▶ [Provided passage]:
--- START ---

It was straight downhill from there. 

-September 11th — A cluster of food poison cases in Minnesota is traced back to contaminated tomatoes that were served in 17 Chipotle restaurants. The bug is salmonella.

-November 2nd — The company shutters 43 restaurants in Oregon and Washington after an E. coli outbreak. The strain is identified as STEC O26, which produces Shiga-toxin.

-November 10th — Restaurants in Oregon plan to reopen.

-December 5th — The company announces an enhanced food safety program. Just in time!

-December 6th — Or maybe not...

-December 8th — Eighty students become ill after eating at one restaurant, including eight members of the basketball team, which gives a new meaning to the term "foul line." This time the culprit is the highly contagious norovirus, which was found to be spread by one employee who worked while sick. 

OK, so anyone can have a bad year, but perhaps they should have shut the hell up about how wonderful they were before they started poisoning people with three (!) different pathogens.

But on some level, I have to cut them a break. They are trying to find their niche while being under the microscope of both anti-GM groups AND animal rights group. The latter is especially disturbing, because when it comes to dealing with groups like PETA, one is always navigating an "utterless ship." 

No way you can both pacify these nuts and also run a successful business at the same time. Not even if you have already kissed enough vegan ass to have emerald lips. This becomes obvious in pieces such as this one by Lauren Gazzola on Slate, called "Don't Buy the Chipotle Hype. There is No Such Thing as 'Humane Slaughter."'

Gazzola is nothing if not ephemeral. 

For example, first, glowing reviews:

"If there is one restaurant that has increasingly garnered favor with the vegetarian and animal advocacy crowds in recent years, it is undoubtedly the fast-growing, fast-casual Chipotle Mexican Grill."

--- END ---

▶ [Record set]:
--- START ---

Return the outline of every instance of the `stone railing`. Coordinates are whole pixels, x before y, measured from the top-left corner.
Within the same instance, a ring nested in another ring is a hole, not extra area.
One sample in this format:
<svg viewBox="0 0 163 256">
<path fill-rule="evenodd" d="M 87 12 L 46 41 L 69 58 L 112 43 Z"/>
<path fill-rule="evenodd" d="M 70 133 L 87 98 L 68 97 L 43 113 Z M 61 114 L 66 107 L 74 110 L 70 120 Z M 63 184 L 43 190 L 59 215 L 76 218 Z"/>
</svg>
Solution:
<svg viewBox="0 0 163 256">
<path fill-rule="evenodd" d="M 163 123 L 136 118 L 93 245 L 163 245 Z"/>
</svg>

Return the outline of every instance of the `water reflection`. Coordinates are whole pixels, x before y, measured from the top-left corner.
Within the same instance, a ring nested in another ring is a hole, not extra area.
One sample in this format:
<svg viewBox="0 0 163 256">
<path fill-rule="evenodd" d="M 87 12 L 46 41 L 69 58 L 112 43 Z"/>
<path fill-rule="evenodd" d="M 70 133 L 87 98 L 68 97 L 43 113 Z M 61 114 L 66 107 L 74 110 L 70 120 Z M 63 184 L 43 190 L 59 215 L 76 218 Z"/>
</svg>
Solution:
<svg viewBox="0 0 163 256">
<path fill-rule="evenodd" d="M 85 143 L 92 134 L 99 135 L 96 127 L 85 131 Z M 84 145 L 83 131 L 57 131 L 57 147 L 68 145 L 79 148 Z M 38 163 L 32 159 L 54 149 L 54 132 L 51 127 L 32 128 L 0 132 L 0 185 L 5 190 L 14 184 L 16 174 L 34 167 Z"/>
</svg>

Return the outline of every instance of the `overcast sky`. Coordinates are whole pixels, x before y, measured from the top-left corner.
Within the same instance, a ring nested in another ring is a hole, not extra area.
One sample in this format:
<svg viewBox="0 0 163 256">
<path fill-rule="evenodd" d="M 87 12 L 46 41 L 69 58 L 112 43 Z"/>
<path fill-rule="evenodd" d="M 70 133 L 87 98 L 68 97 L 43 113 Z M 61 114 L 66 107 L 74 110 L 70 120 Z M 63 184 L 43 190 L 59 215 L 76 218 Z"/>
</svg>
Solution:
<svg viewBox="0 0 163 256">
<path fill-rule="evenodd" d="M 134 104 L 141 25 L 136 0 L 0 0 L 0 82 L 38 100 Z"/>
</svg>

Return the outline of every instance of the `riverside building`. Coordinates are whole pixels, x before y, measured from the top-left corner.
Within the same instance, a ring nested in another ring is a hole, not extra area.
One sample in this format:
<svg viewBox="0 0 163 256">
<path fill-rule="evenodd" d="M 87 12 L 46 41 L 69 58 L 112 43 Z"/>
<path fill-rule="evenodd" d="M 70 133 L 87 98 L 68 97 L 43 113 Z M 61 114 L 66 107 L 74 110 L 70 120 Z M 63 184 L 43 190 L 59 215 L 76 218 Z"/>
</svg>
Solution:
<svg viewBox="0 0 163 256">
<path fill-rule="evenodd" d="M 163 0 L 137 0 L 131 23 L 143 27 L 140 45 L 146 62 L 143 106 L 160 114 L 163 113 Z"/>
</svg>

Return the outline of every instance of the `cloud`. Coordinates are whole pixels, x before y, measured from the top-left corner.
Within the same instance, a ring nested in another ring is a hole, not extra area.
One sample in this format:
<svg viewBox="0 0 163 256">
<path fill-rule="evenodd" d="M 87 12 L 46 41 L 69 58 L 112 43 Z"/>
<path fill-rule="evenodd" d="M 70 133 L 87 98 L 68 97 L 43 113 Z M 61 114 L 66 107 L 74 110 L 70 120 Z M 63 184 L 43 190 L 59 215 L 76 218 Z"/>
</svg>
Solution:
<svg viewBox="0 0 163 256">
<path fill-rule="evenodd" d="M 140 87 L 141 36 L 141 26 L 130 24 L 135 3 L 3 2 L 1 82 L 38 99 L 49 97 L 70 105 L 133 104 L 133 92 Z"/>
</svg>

--- END ---

▶ [Work to complete]:
Can you reproduce the Chipotle piece starting with "-December 6th —" and going on through "worked while sick.", renaming "employee" as "worker" throughout?

▶ [Written answer]:
-December 6th — Or maybe not...

-December 8th — Eighty students become ill after eating at one restaurant, including eight members of the basketball team, which gives a new meaning to the term "foul line." This time the culprit is the highly contagious norovirus, which was found to be spread by one worker who worked while sick.